• _WHAT IS REQUIRED_: Pick out each line of the material below that contains the string "board", copying those lines in full. Treat uppercase and lowercase as different.

• _Point annotation records_:

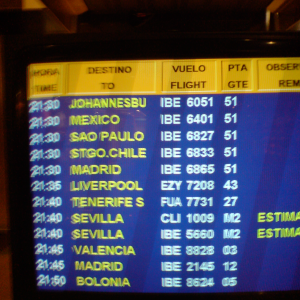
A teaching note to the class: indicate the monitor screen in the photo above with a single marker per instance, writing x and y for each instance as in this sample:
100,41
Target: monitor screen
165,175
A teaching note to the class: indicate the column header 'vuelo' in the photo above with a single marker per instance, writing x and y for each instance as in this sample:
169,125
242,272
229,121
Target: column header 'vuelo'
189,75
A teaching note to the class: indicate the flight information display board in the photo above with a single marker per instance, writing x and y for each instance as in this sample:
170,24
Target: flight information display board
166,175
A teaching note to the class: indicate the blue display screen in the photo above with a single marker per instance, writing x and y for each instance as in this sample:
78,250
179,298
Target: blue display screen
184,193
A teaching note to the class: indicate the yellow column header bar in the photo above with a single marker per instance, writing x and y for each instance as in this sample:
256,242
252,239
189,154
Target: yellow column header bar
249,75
--
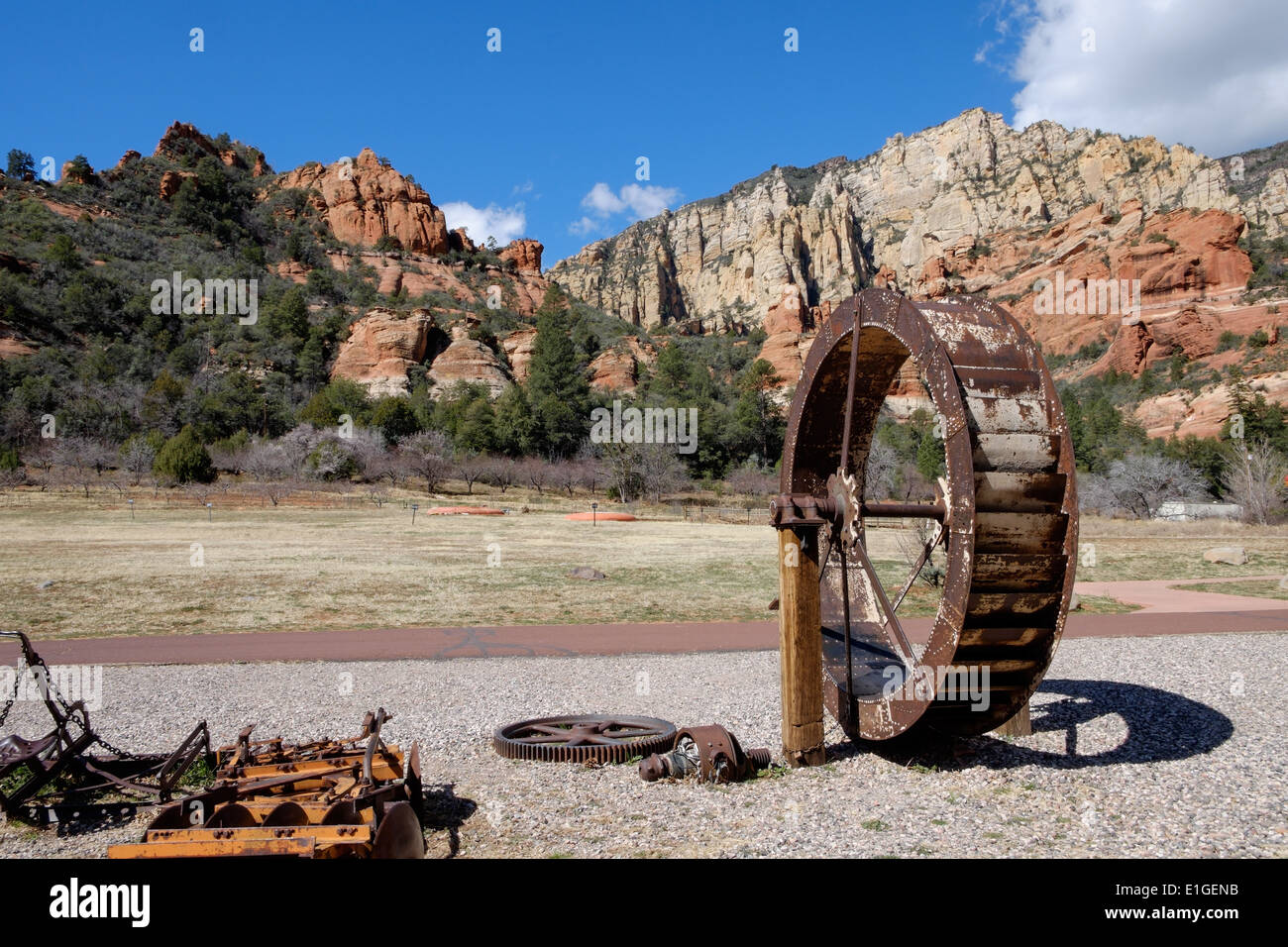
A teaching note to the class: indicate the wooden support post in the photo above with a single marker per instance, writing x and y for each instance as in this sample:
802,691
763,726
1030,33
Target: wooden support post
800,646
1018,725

• _COMPLETE RESPONSE_:
A teaching note to the class: indicate the flight information display board in the photo above with a single marker per instance, writing x and y for each instance as in this sample:
Target: flight information display board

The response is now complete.